PROBLEM DETAILS:
Print the records below verbatim.

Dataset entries
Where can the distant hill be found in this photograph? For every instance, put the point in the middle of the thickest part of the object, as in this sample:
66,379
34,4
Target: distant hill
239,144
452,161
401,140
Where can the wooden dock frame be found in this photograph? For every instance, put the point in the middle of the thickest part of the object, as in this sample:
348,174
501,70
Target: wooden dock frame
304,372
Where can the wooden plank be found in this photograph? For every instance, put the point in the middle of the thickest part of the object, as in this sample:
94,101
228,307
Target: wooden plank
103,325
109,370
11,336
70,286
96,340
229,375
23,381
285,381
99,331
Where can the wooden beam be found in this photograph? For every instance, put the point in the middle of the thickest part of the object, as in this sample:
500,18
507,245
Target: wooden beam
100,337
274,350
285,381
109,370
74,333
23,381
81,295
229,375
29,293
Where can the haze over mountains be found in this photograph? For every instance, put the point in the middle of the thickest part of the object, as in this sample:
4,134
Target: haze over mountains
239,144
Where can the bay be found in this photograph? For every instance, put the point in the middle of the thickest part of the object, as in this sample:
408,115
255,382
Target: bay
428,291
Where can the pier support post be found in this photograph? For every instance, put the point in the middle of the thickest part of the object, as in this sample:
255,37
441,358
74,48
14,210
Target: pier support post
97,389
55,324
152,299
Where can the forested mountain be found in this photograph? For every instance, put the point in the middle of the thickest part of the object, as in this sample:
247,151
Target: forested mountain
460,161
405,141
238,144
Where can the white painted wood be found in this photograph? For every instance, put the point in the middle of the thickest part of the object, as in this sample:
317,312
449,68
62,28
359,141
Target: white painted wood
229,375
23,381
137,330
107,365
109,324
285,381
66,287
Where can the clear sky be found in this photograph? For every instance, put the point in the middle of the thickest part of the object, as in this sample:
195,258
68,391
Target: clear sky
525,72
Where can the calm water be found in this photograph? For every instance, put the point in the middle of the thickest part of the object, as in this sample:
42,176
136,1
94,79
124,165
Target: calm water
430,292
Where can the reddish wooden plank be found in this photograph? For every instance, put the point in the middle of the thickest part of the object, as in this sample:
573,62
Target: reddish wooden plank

REPLY TO THE TASK:
Where can the distant hill be found in this photograph? For every instance, put the point in the middle of the thickest part of the object, as in this sample:
66,379
34,4
Target: distant hill
239,144
452,161
401,140
Where can the wooden dock frame be found in this photograph? For every instance, put the point in the middle of the thickest part of the object, as in this sample:
348,174
501,70
Target: wooden dock frame
304,372
Where can the wooden plank be found in this photograph? For every instance, put the point in the middle of the thickest part of the object, as in this sample:
94,101
228,307
Target: wooden plank
103,325
109,370
11,336
70,286
96,340
229,375
23,381
285,381
99,331
Where can the wooden beam be found in this photograph? For every instance, put the point in the middle of the thickest part of the object, as in this sample:
500,18
507,245
Target: wooden beam
100,337
274,350
285,381
109,370
74,333
23,381
81,295
229,375
29,293
Where can the haze over mountains be found in this photograph? For every instance, put the point in the middle of the thickest part of the object, as in this sample:
4,134
Target: haze over mountains
239,144
Where can the bay be found in this photograph? For every instance, put the point in the middle of the thickest part of the object, as in this sample:
408,115
255,382
Target: bay
428,291
Where can the pier support post be found in this photograph? For every instance, put the point in the middle of the thickest part of the object, as in this sample:
255,37
441,358
74,48
14,210
Target: pier support post
97,389
55,324
152,299
Where can the forested mountain be found in this photograph? For every instance, put the point in the middle of the thickest part of the object, as in this sample:
247,151
Target: forested mountain
460,161
405,141
238,144
Where can the white painted wood be found in this photograph? For every instance, put the point in the middle of the thickest part of the object, as in this sample:
317,312
449,68
62,28
359,141
Target: white painted wood
229,375
23,381
137,330
107,365
109,324
285,381
66,287
Where can the clear sky be found in this photograph? For every instance, put the point in the middle of the thickest part of the object, as in this sample:
195,258
68,391
Target: clear sky
525,72
Where can the calm water be found in this photograph? For every instance, put the point in the middle of the thickest part of the object, as in this sample:
42,176
136,1
94,79
124,165
Target: calm water
430,292
Where can the reddish wooden plank be found in this photograph? For every instance, put the point in the middle of the thickest part of the object, as in this sample:
573,62
Target: reddish wooden plank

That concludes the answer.